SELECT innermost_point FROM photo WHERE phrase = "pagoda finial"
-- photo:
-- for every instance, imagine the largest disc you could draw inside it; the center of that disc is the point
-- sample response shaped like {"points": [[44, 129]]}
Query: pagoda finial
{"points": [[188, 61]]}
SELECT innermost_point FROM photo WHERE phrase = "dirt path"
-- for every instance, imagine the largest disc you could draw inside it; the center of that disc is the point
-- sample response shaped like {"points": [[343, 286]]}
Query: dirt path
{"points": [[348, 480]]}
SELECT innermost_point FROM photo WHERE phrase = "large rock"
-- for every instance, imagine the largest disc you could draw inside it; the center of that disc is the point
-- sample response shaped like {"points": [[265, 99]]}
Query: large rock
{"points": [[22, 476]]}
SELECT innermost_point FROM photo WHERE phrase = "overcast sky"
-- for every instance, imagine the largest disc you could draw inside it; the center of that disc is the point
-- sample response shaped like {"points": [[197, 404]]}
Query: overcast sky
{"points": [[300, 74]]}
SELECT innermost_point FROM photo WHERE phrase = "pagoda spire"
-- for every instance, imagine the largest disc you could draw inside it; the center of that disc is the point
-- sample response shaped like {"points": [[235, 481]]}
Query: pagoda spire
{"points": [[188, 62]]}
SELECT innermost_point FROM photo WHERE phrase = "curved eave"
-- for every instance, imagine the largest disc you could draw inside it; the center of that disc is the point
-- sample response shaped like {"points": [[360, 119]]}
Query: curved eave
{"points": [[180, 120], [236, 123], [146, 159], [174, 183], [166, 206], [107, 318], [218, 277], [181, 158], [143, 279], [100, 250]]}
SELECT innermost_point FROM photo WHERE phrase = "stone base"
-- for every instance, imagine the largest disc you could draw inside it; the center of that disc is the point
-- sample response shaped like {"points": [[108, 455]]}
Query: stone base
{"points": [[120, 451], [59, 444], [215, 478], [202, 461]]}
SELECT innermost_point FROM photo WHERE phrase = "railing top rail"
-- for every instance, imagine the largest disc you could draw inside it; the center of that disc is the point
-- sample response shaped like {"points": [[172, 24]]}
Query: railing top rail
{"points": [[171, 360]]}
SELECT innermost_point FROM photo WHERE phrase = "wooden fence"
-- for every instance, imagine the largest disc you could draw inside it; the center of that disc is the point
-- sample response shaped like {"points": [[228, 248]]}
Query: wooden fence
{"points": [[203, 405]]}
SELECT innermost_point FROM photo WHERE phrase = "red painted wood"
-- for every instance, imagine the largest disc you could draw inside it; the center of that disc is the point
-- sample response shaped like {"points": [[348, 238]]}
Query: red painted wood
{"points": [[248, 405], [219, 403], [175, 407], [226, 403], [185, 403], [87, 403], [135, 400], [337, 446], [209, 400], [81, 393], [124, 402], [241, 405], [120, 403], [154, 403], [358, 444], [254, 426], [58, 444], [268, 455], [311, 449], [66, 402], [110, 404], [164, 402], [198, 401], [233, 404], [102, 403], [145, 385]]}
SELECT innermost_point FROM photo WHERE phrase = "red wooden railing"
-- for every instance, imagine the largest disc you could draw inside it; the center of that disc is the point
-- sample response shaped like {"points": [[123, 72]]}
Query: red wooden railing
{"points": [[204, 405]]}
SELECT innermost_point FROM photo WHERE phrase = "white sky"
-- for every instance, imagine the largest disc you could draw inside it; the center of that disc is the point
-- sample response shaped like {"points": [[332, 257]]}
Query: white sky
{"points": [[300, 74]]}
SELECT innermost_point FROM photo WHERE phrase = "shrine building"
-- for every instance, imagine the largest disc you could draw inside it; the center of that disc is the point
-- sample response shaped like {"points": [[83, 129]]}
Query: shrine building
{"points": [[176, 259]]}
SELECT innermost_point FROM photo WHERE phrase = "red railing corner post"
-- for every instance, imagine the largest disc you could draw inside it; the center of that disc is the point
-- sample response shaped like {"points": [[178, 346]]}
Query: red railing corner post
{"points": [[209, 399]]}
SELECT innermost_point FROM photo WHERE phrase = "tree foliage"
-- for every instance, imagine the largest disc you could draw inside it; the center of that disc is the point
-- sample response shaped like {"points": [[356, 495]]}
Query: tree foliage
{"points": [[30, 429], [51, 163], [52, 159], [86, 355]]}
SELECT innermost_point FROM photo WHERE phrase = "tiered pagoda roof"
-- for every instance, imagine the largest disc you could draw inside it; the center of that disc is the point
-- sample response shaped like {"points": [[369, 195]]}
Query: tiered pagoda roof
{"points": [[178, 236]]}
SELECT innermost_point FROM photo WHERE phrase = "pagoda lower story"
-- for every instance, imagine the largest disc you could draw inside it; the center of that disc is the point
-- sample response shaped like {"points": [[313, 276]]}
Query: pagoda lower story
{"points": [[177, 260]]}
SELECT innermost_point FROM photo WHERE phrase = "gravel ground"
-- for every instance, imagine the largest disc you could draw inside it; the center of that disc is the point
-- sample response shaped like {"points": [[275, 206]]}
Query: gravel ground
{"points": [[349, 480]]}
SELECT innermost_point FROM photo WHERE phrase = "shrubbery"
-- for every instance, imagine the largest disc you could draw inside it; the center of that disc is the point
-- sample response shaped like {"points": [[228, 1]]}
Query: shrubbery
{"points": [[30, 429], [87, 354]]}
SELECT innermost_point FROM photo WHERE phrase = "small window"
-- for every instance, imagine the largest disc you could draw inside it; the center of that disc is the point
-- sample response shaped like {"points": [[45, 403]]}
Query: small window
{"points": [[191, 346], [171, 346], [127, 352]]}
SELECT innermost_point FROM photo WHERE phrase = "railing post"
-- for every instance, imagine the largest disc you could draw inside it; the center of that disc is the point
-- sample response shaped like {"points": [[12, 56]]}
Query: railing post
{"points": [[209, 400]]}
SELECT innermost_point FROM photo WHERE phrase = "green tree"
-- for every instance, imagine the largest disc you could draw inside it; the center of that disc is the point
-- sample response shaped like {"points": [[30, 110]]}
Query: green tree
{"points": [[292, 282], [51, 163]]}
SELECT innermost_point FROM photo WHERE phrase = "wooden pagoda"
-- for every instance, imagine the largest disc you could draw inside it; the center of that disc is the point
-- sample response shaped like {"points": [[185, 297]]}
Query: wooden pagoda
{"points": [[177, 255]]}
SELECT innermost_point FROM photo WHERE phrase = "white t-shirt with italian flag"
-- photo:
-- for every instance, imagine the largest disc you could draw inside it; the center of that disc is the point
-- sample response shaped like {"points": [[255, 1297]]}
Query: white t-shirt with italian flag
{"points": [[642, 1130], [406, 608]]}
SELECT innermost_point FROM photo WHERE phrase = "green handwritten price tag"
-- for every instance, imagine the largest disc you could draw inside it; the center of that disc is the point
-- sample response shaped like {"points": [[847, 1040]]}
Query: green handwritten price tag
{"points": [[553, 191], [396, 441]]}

WHAT TO WORK ON –
Repeat the material above in full, quoting it exactly.

PROBLEM SOLUTION –
SELECT innermost_point FROM photo WHERE phrase = "pagoda finial"
-- photo:
-- for every instance, imagine the largest disc you could draw inside it; the center of that disc is the point
-- sample response shaped like {"points": [[44, 129]]}
Query: pagoda finial
{"points": [[188, 61]]}
SELECT innermost_point FROM photo WHERE phrase = "dirt path"
-- for every instance, imagine the largest disc you could draw inside it; the center of that disc is the point
-- sample response shaped like {"points": [[343, 286]]}
Query: dirt path
{"points": [[348, 480]]}
SELECT innermost_point FROM photo WHERE phrase = "large rock"
-- for every instance, imagine the largest disc you could draw inside it; the center of that disc is the point
-- sample response shaped like {"points": [[265, 99]]}
Query: large rock
{"points": [[22, 476]]}
SELECT innermost_point FROM photo WHERE phrase = "overcast sky"
-- for every instance, imagine the largest disc you could draw inside it; the center of that disc is the point
-- sample response shaped like {"points": [[197, 404]]}
Query: overcast sky
{"points": [[300, 74]]}
SELECT innermost_point FROM photo WHERE phrase = "pagoda spire"
-- for every instance, imagine the largest disc you could draw inside it; the center of that disc is the point
-- sample response shaped like {"points": [[235, 481]]}
Query: pagoda spire
{"points": [[188, 62]]}
SELECT innermost_point FROM photo WHERE phrase = "curved eave"
-- for every instance, imagine the largest disc you could draw inside it; the center of that disc is the point
-- sample response shaped like {"points": [[360, 119]]}
Query: curved eave
{"points": [[180, 120], [236, 123], [146, 159], [174, 183], [166, 206], [107, 318], [218, 277], [181, 158], [143, 279], [100, 250]]}
SELECT innermost_point FROM photo WHERE phrase = "stone base"
-- for every instance, imagine the largest disc you could draw inside it; the center of that disc is the point
-- sample response shaped like {"points": [[108, 455]]}
Query: stone base
{"points": [[120, 451], [59, 444], [215, 478], [202, 461]]}
SELECT innermost_point FROM photo WHERE phrase = "railing top rail"
-- for every instance, imagine the largest disc you could draw inside it; the center of that disc is the point
-- sample response shaped like {"points": [[172, 24]]}
Query: railing top rail
{"points": [[171, 360]]}
SELECT innermost_point FROM photo WHERE phrase = "wooden fence"
-- for every instance, imagine the largest disc you could draw inside it; the center of that disc is the point
-- sample response shaped like {"points": [[228, 248]]}
Query: wooden fence
{"points": [[203, 405]]}
SELECT innermost_point FROM photo WHERE phrase = "red painted wood"
-- for every instance, imagine the largest disc you could draw inside it; the center of that disc is the point
-- sample response shaped like {"points": [[348, 238]]}
Query: red painted wood
{"points": [[248, 405], [219, 403], [175, 407], [226, 403], [185, 403], [87, 403], [135, 400], [337, 446], [209, 400], [81, 393], [124, 402], [241, 405], [120, 403], [154, 403], [358, 444], [254, 426], [58, 444], [268, 455], [311, 449], [66, 402], [110, 404], [164, 402], [198, 401], [233, 404], [102, 403], [145, 385]]}
SELECT innermost_point FROM photo WHERE phrase = "red wooden railing"
-- for every instance, imagine the largest disc you could draw inside it; the center of that disc is the point
-- sample response shaped like {"points": [[123, 72]]}
Query: red wooden railing
{"points": [[204, 405]]}
SELECT innermost_point FROM photo WHERE phrase = "white sky"
-- for every instance, imagine the largest disc you could draw inside it; the center of that disc is the point
-- sample response shaped like {"points": [[332, 257]]}
Query: white sky
{"points": [[300, 74]]}
SELECT innermost_point FROM photo WHERE phrase = "shrine building"
-- for every instance, imagine the largest disc you could draw inside it; the center of that disc is the point
-- sample response shaped like {"points": [[83, 129]]}
Query: shrine building
{"points": [[176, 259]]}
SELECT innermost_point FROM photo WHERE phrase = "red railing corner post"
-- for every instance, imagine the largest disc you could draw inside it; the center of that disc is the point
-- sample response shaped like {"points": [[178, 346]]}
Query: red railing corner post
{"points": [[209, 399]]}
SELECT innermost_point FROM photo WHERE phrase = "tree foliage"
-- for every instance, imagine the largest disc you could draw inside it; the center of that disc is the point
-- sample response shaped like {"points": [[356, 495]]}
Query: tree foliage
{"points": [[30, 429], [51, 163], [52, 159], [86, 355]]}
SELECT innermost_point FROM photo WHERE phrase = "tiered pagoda roof"
-- for every instance, imagine the largest disc you could draw inside it; the center of that disc is the point
-- sample response shaped like {"points": [[369, 195]]}
Query: tiered pagoda roof
{"points": [[178, 236]]}
SELECT innermost_point FROM photo WHERE phrase = "pagoda lower story"
-- for every instance, imagine the largest disc you could draw inside it; the center of that disc is the point
-- sample response shaped like {"points": [[313, 276]]}
Query: pagoda lower story
{"points": [[177, 260]]}
SELECT innermost_point FROM photo WHERE phrase = "gravel ground"
-- for every instance, imagine the largest disc you could draw inside it; the center of that disc is the point
-- sample response shaped like {"points": [[275, 206]]}
Query: gravel ground
{"points": [[349, 480]]}
SELECT innermost_point FROM photo WHERE phrase = "shrubbery"
-- for every instance, imagine the largest disc you could draw inside it; the center of that disc is the point
-- sample response shaped like {"points": [[228, 1]]}
Query: shrubbery
{"points": [[30, 429], [87, 354]]}
SELECT innermost_point FROM photo WHERE phrase = "small window"
-- for every instance, imagine the largest disc you could draw inside it; the center of that disc is the point
-- sample response shaped like {"points": [[45, 403]]}
Query: small window
{"points": [[191, 346], [171, 346], [127, 352]]}
SELECT innermost_point FROM photo WHERE phrase = "railing post"
-- for every instance, imagine the largest disc you could draw inside it; the center of that disc is the point
-- sample response shaped like {"points": [[12, 56]]}
Query: railing post
{"points": [[209, 400]]}
SELECT innermost_point FROM photo WHERE phrase = "green tree"
-- for every instance, imagine the largest disc you could draw inside it; the center of that disc is the point
-- sample response shaped like {"points": [[30, 110]]}
Query: green tree
{"points": [[292, 282], [51, 163]]}
SELECT innermost_point FROM photo WHERE phrase = "wooden pagoda"
-- for every instance, imagine the largest disc you could draw inside it; the center of that disc is the point
-- sample response shaped like {"points": [[185, 297]]}
Query: wooden pagoda
{"points": [[177, 255]]}
SELECT innermost_point FROM photo WHERE phrase = "white t-shirt with italian flag"
-- photo:
-- for every instance, imagine the largest disc you could draw inside it; the center of that disc is the point
-- sample response shaped like {"points": [[255, 1297]]}
Query: white t-shirt with italian flag
{"points": [[642, 1130], [406, 608]]}
SELECT innermost_point FROM photo WHERE phrase = "green handwritten price tag"
-- for every instance, imagine the largest disc you could draw inside it; the center of that disc is the point
-- sample response shaped like {"points": [[847, 1040]]}
Query: green handwritten price tag
{"points": [[553, 191], [396, 441]]}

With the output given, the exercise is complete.